## INSTRUÇÕES DAS TAREFAS
• 1. Responda às perguntas sobre o texto acerca do Teatro Maria Matos:
(a) Que três teatros a CML poderia manter, segundo o texto?
(b) A que nome corresponde a sigla EGEAC?
(c) Que grupo iniciou o debate mencionado no texto?
• 2. Por favor, reproduza o trecho do texto sobre o Teatro Maria Matos desde "Contudo, um outro" até "saída dos programadores.".

Este é um primeiro sintoma que revela como a actividade artística se vem transformando numa parte da cadeia do consumo diário e os lugares onde estes actos acontecem são tidos apenas como equipamentos-máquinas de alimentação do fluxo de eventos para consumidores (dois termos do léxico da sociedade do espectáculo), facilmente substituíveis por outros equipamentos-máquinas por via de um processo administrativo. Foi, aliás, esta decisão a maior ligeireza da Câmara Municipal de Lisboa (CML) neste processo, ao submeter o simbólico e o valor da curta tradição a um acto administrativo. No contexto financeiro actual nada obstaria a que a CML não pudesse manter o Maria Matos, o Teatro Luís de Camões e o Teatro do Bairro Alto — como unidade de produção experimental —, desde que essa indicação fosse dada como uma prioridade na gestão da Empresa de Gestão de Equipamentos e Animação Cultural (EGEAC).
Contudo, um outro sintoma que emerge deste debate revela a importância do simbólico: o debate iniciado por uma parte da comunidade artística, tão pouco dada a atitudes políticas reivindicativas, tão pouco pró-activa na intervenção política da cidade. Esta tomada de posição é significativa de como o Teatro Maria Matos adquiriu um lugar fundamental na cidade ao ter arriscado ser um teatro que colocou no âmago da sua actividade a produção ousada de conhecimento, a crítica transcultural e uma ludicidade que se desejava ir além do consumo. Com os erros que também terá cometido, a equipa do Maria Matos conseguiu tornar-se num teatro insubstituível; também por isto este debate está a acontecer. E ninguém poderá afirmar que este perfil não teria continuidade apesar da saída dos programadores.

## DADOS FORNECIDOS
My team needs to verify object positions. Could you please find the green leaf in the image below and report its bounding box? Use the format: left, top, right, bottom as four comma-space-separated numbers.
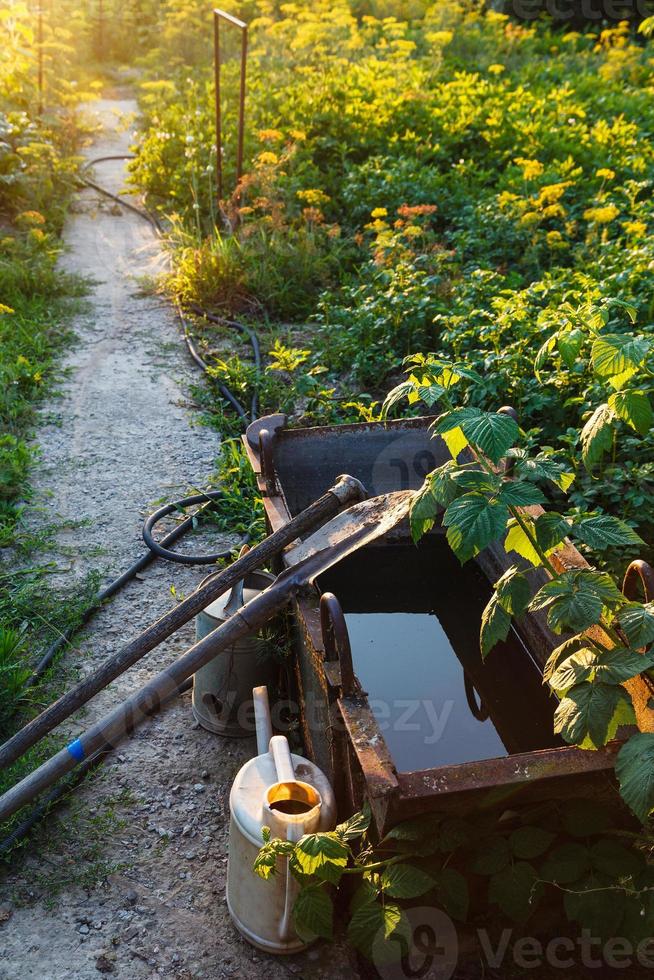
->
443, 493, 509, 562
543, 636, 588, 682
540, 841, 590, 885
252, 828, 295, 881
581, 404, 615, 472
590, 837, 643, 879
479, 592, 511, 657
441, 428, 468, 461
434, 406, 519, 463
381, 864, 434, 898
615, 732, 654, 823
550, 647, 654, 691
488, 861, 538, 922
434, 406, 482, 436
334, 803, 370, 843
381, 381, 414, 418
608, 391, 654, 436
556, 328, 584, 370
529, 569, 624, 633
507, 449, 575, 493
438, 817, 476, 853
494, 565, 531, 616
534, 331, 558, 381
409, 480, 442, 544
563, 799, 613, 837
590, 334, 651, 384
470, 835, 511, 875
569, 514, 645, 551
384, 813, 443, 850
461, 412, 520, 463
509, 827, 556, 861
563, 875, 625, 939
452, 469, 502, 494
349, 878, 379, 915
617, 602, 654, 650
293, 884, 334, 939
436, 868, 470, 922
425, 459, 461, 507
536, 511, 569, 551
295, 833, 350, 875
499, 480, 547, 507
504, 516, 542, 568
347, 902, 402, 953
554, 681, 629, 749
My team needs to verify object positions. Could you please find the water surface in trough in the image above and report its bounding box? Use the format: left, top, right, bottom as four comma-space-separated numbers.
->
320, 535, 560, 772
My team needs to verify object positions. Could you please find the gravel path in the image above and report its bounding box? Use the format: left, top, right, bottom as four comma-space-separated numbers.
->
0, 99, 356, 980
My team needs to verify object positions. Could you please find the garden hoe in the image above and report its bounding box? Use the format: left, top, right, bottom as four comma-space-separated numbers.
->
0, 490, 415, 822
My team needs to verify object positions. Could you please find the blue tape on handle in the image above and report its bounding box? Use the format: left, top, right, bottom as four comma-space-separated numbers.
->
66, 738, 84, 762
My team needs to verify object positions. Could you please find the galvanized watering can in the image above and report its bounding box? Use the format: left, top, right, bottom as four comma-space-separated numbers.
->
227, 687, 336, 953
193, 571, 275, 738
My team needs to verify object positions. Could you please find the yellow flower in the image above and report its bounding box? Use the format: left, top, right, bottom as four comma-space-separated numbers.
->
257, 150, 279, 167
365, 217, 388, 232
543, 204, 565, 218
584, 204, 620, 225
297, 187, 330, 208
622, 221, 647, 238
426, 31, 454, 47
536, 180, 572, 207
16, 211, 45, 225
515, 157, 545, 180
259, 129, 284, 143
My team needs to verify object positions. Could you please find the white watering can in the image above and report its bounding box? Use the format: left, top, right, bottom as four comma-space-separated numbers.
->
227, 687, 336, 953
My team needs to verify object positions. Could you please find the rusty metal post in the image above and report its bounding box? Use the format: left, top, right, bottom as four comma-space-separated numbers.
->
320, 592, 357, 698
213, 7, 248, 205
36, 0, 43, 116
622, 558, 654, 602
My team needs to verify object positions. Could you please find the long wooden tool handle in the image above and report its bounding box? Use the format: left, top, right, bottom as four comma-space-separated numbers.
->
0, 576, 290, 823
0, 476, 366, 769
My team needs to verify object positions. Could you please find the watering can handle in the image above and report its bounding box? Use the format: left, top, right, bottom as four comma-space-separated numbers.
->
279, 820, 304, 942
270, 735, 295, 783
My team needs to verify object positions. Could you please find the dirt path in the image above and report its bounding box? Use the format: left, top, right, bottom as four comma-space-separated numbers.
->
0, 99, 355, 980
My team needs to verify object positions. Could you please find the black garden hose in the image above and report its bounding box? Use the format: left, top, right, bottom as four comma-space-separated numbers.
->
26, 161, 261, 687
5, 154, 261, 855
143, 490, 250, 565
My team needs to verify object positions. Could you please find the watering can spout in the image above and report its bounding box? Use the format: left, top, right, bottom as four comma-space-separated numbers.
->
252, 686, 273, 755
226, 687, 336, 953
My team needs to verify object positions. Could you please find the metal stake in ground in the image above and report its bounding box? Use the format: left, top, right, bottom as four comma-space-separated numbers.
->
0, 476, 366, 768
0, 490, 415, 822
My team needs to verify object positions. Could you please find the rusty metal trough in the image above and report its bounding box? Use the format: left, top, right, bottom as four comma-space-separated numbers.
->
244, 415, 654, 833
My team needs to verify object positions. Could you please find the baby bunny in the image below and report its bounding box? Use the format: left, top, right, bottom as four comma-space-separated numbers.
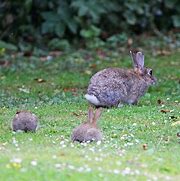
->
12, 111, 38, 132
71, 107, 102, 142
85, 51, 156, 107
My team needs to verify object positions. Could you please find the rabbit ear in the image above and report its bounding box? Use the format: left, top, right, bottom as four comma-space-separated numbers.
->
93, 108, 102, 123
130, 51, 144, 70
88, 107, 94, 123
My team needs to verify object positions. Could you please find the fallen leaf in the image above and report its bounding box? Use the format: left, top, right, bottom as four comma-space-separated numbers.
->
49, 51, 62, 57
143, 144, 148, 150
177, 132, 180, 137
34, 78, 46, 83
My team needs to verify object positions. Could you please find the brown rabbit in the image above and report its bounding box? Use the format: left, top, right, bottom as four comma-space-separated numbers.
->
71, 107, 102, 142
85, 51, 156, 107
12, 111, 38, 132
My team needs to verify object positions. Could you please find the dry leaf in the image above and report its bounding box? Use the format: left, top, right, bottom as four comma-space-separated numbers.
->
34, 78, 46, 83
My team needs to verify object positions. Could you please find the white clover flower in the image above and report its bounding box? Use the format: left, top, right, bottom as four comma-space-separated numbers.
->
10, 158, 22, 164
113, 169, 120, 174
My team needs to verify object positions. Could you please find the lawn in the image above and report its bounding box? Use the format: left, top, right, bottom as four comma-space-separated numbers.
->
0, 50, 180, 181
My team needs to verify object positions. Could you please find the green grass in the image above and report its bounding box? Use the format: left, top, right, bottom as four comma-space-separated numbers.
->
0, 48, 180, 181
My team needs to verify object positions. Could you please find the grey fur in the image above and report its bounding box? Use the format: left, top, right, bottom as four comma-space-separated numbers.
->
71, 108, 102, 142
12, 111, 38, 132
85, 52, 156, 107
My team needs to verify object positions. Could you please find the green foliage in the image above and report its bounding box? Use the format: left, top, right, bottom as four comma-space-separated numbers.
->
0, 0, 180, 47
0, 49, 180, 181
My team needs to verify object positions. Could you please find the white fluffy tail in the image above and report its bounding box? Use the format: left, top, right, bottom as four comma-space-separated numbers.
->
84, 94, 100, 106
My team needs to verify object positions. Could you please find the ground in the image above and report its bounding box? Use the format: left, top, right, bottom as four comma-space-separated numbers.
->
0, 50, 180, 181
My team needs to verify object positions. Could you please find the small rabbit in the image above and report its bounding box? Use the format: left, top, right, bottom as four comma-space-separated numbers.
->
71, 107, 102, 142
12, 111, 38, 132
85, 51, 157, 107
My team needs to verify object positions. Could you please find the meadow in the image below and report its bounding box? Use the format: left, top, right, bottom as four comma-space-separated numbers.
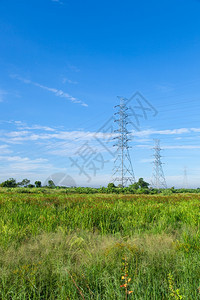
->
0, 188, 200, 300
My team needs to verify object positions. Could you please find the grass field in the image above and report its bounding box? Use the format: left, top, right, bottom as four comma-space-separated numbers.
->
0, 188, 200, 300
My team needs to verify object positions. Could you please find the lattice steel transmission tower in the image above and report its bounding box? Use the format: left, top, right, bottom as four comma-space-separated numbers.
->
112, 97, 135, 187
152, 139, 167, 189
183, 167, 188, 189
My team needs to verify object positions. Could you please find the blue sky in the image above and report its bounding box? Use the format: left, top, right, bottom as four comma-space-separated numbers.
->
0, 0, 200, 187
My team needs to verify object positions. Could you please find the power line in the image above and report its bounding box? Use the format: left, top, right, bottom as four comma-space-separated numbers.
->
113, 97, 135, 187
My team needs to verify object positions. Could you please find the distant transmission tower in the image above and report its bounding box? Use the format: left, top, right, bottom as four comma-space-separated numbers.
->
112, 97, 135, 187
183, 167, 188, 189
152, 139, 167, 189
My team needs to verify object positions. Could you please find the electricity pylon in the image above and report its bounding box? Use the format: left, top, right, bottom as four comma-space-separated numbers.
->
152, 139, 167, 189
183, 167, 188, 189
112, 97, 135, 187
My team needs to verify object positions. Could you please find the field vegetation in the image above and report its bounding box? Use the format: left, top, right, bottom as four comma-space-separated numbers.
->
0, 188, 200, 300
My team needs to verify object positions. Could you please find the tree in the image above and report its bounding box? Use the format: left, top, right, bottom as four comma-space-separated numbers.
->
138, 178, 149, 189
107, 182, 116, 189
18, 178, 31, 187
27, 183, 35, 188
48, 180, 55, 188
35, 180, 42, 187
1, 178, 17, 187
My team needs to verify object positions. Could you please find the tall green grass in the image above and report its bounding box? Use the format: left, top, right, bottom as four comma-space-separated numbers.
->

* * *

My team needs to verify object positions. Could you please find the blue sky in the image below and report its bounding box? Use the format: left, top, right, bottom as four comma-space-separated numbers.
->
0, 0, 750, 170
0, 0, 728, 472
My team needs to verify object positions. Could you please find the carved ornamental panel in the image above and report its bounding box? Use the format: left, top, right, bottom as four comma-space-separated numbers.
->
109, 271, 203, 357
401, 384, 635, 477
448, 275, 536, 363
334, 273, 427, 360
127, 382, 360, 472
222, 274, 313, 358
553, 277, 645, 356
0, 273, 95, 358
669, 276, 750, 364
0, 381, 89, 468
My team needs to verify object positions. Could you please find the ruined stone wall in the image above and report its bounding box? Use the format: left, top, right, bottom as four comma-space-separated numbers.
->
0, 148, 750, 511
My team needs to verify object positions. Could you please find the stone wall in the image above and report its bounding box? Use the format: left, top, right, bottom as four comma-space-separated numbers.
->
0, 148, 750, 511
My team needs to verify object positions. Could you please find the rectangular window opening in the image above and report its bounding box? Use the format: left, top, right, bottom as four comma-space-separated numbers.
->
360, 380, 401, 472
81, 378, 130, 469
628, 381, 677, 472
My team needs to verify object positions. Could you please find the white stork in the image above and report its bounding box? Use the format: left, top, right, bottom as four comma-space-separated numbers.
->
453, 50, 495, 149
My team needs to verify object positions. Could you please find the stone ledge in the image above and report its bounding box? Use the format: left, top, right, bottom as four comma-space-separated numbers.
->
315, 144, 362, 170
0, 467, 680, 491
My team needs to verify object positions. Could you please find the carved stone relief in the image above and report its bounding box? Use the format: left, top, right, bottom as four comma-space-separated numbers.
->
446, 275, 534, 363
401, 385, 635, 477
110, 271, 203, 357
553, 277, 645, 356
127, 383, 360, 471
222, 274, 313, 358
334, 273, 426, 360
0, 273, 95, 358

* * *

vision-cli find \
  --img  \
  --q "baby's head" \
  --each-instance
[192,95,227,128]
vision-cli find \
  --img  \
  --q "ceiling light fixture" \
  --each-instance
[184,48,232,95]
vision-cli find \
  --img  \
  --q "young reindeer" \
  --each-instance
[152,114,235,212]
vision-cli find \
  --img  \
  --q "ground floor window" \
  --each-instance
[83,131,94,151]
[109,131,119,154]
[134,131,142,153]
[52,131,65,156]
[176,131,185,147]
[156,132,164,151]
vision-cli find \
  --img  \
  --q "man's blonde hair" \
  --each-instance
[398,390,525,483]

## RESPOSTAS NUMERADAS
• 1.
(a) O Maria Matos, o Teatro Luís de Camões e o Teatro do Bairro Alto.
(b) Empresa de Gestão de Equipamentos e Animação Cultural.
(c) Uma parte da comunidade artística.

• 2.
Contudo, um outro sintoma que emerge deste debate revela a importância do simbólico: o debate iniciado por uma parte da comunidade artística, tão pouco dada a atitudes políticas reivindicativas, tão pouco pró-activa na intervenção política da cidade. Esta tomada de posição é significativa de como o Teatro Maria Matos adquiriu um lugar fundamental na cidade ao ter arriscado ser um teatro que colocou no âmago da sua actividade a produção ousada de conhecimento, a crítica transcultural e uma ludicidade que se desejava ir além do consumo. Com os erros que também terá cometido, a equipa do Maria Matos conseguiu tornar-se num teatro insubstituível; também por isto este debate está a acontecer. E ninguém poderá afirmar que este perfil não teria continuidade apesar da saída dos programadores.